**Using the information**
1: According to the Sumatran tiger report, what caused the deaths of the three tigers?
2: Extract a passage from the Sumatran tiger report word for word, beginning at the words "The body of" and stopping after "investigation, he said.".
3: Write the next few sentences of the Sumatran tiger report, starting after its last sentence.

Segment Start: Document passage

The three critically endangered Sumatran tigers – of which there are fewer than 400 in the wild – were found dead earlier this week.
The mother and a female cub were found on Tuesday in the Leuser Ecosystem Area, a six-million-acre forest for tiger conservation in the Aceh province in northern Sumatra.
The body of a male cub was found on Thursday about five metres (15 feet) away from his mother and sibling.
An examination determined they died from infected wounds caused by the traps, Agus Arianto, head of the conservation agency said.
He added that the traps were “intended to poach endangered animals for economic gain.”
Mr Arianto’s agency will work with law enforcement agencies in an investigation, he said.
In Indonesia, anyone caught hunting tigers could face jail time of up to five years and/or a fine of up to £5,000.
Sumatran tigers are the most critically endangered tiger subspecies, and they only remain in Sumatra after being made extinct in Bali and Java.
The poaching of the tiger family was the latest in a series of killings of endangered animals on Sumatra.
Conservationists have warned that the Covid pandemic has led to increased poaching as people turn to hunting to make money.
Hunters trap or shoot tigers for their skin, bones and canine teeth, which are in high demand as status symbols and for use in traditional medicine.

Segment End: Document passage
Segment Start: Supplied material

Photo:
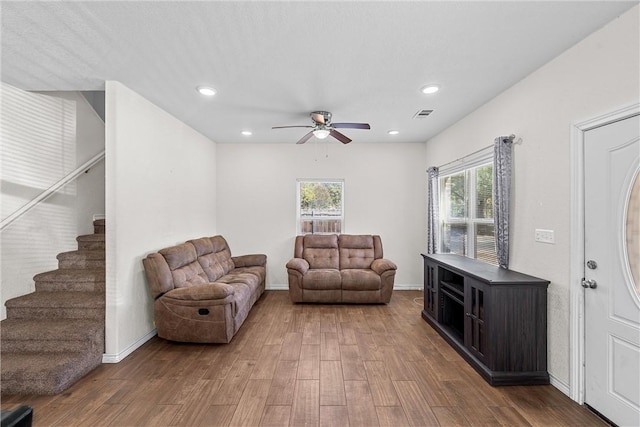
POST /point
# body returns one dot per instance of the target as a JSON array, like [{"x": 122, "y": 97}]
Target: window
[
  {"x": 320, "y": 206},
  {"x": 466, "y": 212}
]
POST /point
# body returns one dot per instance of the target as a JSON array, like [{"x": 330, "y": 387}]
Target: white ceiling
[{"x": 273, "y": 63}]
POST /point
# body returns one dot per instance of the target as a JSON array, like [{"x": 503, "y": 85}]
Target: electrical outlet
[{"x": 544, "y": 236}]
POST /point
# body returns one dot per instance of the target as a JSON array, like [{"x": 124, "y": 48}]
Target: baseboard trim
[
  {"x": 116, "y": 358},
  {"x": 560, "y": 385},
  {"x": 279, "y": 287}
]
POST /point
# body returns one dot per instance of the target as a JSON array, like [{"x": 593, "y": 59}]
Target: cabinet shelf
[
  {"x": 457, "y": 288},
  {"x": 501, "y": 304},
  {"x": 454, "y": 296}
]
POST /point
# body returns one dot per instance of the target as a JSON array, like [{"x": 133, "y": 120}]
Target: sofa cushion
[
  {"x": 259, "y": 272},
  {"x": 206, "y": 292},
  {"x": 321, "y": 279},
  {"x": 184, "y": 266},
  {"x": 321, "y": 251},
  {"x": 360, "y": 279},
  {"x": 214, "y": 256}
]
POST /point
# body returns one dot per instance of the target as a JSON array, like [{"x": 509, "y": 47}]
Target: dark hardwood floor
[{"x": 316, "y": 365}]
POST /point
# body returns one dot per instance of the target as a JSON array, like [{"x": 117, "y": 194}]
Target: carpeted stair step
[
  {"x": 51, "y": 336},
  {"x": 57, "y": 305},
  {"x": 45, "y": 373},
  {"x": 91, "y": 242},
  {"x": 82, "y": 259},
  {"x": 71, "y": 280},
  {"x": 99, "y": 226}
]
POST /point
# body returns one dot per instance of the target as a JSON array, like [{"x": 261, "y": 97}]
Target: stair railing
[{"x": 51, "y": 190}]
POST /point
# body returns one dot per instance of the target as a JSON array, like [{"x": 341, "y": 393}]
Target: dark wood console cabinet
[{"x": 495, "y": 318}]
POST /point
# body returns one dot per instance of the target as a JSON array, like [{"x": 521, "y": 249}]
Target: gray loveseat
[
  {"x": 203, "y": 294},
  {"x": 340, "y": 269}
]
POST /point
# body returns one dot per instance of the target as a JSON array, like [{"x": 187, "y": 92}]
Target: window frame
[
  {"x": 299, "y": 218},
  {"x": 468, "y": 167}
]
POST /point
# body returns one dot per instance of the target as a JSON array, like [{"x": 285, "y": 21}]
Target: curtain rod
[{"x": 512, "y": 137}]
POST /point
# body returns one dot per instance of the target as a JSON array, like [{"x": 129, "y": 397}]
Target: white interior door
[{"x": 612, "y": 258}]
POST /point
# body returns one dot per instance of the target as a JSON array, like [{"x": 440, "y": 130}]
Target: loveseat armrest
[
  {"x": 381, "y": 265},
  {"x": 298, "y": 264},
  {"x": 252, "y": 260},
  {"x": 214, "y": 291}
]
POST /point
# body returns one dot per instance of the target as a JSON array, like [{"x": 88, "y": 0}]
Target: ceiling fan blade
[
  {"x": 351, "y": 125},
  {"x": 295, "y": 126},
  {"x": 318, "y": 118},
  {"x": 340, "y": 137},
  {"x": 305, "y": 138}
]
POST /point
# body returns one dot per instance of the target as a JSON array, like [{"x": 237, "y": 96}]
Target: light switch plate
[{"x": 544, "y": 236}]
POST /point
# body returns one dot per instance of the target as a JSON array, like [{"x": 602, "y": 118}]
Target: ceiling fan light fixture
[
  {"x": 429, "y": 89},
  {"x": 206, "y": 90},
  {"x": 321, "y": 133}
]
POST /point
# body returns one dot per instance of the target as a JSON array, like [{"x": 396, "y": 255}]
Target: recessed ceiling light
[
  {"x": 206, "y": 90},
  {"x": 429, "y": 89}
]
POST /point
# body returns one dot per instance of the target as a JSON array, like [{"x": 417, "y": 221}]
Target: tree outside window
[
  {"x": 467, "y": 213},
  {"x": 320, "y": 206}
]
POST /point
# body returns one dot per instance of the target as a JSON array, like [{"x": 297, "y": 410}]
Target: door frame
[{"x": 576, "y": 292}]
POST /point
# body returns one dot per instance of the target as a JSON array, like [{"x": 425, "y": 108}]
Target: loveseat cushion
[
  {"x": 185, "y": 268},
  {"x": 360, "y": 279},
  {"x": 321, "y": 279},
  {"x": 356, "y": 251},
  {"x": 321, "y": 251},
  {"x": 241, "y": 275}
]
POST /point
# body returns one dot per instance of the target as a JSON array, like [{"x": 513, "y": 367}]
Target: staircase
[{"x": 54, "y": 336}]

Segment End: Supplied material
Segment Start: Supplied material

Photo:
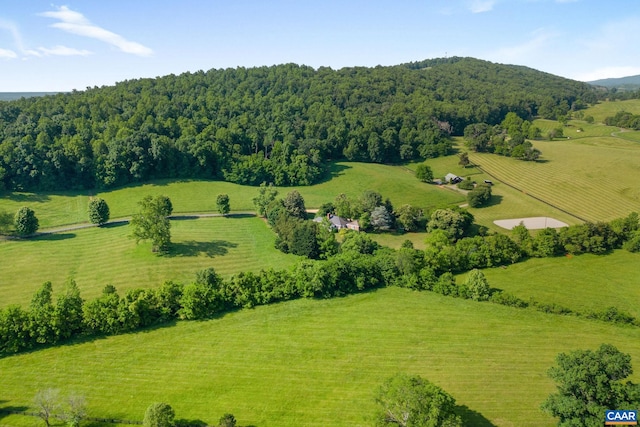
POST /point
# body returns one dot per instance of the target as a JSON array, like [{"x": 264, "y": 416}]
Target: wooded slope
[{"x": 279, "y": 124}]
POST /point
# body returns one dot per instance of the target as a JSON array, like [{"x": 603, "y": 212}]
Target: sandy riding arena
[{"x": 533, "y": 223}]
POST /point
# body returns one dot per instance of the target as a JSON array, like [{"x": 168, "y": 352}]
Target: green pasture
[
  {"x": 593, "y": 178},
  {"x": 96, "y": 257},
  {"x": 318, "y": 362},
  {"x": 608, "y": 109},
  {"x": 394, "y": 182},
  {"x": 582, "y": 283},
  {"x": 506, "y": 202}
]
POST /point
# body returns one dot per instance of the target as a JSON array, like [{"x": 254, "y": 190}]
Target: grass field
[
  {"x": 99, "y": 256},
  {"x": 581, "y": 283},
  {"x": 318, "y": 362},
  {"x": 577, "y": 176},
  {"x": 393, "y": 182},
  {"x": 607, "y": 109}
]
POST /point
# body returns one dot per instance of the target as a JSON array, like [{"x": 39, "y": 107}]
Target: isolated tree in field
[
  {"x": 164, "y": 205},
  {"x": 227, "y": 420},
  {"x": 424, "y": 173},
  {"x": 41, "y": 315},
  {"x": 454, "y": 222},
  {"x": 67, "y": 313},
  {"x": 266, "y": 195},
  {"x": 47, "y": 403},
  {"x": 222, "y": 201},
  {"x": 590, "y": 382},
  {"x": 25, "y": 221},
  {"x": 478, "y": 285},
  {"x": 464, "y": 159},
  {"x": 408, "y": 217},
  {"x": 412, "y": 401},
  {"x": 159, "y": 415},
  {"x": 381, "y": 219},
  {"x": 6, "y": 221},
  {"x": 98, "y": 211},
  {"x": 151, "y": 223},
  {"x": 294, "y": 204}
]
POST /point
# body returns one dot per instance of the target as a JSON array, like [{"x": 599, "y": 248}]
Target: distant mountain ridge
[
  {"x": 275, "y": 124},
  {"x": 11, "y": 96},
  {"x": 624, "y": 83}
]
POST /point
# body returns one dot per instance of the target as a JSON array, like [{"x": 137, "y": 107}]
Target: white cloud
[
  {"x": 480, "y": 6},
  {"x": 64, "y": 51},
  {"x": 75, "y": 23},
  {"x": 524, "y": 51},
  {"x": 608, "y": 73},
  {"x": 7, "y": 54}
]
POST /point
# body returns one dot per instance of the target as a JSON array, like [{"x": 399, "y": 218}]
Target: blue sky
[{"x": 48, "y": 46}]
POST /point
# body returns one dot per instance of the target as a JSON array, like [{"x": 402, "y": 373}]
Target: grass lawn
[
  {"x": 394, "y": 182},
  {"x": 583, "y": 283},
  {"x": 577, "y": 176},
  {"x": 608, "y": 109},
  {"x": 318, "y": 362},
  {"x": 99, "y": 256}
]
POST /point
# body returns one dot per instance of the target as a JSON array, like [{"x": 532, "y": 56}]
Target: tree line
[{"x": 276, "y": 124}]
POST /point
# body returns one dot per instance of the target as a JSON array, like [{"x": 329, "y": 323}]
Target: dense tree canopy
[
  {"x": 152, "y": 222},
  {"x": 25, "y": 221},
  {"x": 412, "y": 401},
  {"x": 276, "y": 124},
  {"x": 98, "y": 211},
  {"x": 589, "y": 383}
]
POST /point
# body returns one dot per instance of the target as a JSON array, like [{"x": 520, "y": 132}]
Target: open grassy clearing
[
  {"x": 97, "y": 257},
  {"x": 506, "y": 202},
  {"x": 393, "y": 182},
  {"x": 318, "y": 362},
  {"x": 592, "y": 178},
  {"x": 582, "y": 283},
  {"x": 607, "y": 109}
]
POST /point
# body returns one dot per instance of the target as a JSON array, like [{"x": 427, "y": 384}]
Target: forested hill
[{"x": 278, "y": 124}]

Segment End: Supplied material
Segment Start: Supplied material

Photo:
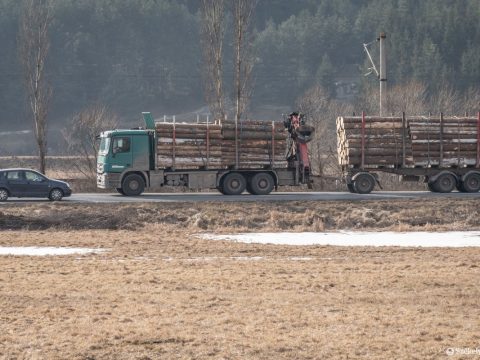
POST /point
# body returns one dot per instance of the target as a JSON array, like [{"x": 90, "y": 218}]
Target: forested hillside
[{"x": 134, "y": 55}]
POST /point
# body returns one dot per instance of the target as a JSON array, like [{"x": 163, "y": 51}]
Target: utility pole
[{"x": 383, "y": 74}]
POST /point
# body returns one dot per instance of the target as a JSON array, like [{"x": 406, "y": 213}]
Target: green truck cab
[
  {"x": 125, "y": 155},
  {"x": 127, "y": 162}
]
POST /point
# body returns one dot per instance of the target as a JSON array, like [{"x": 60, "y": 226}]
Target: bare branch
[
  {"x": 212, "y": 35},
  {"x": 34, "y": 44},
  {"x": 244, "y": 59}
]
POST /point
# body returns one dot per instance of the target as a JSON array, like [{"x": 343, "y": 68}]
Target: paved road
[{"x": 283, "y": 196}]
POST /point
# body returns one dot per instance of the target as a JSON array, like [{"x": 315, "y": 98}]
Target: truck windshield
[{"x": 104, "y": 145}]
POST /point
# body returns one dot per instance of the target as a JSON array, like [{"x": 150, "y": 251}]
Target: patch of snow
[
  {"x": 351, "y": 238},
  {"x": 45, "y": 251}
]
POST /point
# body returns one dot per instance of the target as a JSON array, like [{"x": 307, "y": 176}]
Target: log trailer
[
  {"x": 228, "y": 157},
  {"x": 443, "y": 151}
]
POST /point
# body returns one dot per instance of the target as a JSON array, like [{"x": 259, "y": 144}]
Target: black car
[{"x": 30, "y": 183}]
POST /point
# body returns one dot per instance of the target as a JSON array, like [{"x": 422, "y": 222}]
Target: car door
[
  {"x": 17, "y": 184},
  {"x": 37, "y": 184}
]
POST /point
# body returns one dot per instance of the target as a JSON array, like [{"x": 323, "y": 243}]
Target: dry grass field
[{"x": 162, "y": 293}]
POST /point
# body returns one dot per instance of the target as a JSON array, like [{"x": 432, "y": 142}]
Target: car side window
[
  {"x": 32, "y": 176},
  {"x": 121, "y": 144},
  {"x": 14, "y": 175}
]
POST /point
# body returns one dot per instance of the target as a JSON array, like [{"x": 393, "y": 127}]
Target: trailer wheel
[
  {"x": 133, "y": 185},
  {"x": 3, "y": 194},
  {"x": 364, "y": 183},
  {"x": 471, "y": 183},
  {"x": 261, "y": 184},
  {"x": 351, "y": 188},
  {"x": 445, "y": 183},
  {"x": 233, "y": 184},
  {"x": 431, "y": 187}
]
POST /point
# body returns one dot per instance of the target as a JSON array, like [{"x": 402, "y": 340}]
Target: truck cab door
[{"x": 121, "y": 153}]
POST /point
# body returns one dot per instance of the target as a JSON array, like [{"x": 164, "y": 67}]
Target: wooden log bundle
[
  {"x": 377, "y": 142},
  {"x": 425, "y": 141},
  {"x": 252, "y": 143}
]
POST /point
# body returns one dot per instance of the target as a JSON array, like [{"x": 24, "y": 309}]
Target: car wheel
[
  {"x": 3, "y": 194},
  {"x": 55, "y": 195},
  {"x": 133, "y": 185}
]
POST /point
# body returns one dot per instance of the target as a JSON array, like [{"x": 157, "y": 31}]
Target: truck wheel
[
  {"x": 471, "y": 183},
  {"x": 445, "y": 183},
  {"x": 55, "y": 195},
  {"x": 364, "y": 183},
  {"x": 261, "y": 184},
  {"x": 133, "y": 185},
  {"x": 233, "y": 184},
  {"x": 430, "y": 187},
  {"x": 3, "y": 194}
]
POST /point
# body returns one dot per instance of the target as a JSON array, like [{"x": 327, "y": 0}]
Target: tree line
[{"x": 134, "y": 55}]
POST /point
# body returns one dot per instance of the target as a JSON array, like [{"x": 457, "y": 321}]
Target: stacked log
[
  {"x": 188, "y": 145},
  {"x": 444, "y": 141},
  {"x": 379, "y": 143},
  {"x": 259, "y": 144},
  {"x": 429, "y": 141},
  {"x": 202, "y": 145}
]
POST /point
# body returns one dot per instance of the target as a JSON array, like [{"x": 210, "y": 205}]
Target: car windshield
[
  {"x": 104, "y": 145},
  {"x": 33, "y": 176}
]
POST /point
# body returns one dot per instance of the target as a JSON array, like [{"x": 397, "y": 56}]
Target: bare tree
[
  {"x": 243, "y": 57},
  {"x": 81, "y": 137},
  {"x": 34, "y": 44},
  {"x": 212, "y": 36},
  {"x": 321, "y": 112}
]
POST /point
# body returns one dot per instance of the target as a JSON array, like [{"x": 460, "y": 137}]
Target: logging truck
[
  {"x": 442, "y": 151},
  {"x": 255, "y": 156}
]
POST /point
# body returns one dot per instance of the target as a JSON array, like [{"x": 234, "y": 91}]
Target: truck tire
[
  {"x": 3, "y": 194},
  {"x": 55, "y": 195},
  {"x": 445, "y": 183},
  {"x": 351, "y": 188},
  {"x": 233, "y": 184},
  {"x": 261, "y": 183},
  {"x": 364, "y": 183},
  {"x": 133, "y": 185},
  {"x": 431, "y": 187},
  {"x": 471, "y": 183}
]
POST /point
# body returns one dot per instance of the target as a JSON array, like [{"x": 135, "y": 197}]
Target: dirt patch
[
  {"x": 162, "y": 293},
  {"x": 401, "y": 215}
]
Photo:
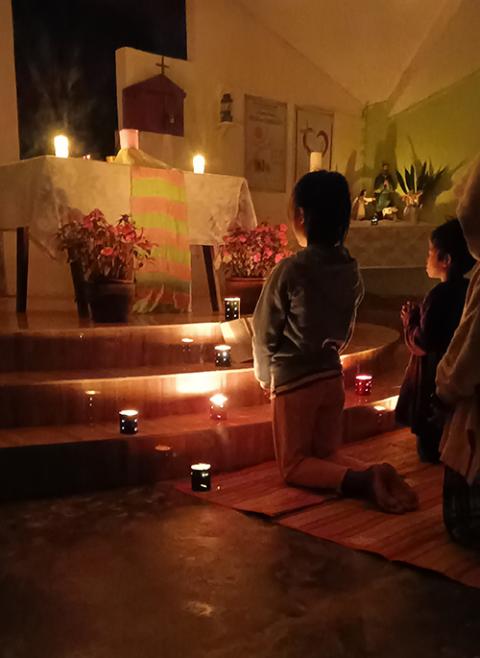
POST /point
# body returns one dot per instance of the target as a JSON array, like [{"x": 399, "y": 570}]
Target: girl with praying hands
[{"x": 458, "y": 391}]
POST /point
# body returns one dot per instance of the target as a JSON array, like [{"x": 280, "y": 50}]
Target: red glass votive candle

Segment End: Supplied material

**Replies**
1: Infected wounds caused by the traps.

2:
The body of a male cub was found on Thursday about five metres (15 feet) away from his mother and sibling.
An examination determined they died from infected wounds caused by the traps, Agus Arianto, head of the conservation agency said.
He added that the traps were “intended to poach endangered animals for economic gain.”
Mr Arianto’s agency will work with law enforcement agencies in an investigation, he said.

3:
Poaching accounts for almost 80 percent of Sumatran tiger deaths, according to TRAFFIC, a global wildlife trade monitoring network.
Deforestation for palm oil, coffee, and acacia plantations, also threaten the tigers’ habitat.
In July, a female tiger was found dead with injuries caused by a trap in the South Aceh district.
In the same month, a decapitated elephant was found at a palm plantation in East Aceh. Police arrested an alleged poacher as well as four people accused of buying ivory taken from the elephant.
In June, police in Aceh also arrested four men for allegedly trapping a tiger and selling its remains for about £5,000.
At a press briefing, police displayed the tiger’s skin, teeth and bones confiscated from the suspected traffickers. The men also had the teeth and bones of a sun bear, the Jakarta Post reported citing authorities.
Also in June, another Sumatran tiger died after it ate a goat laced with rat poison in North Sumatra.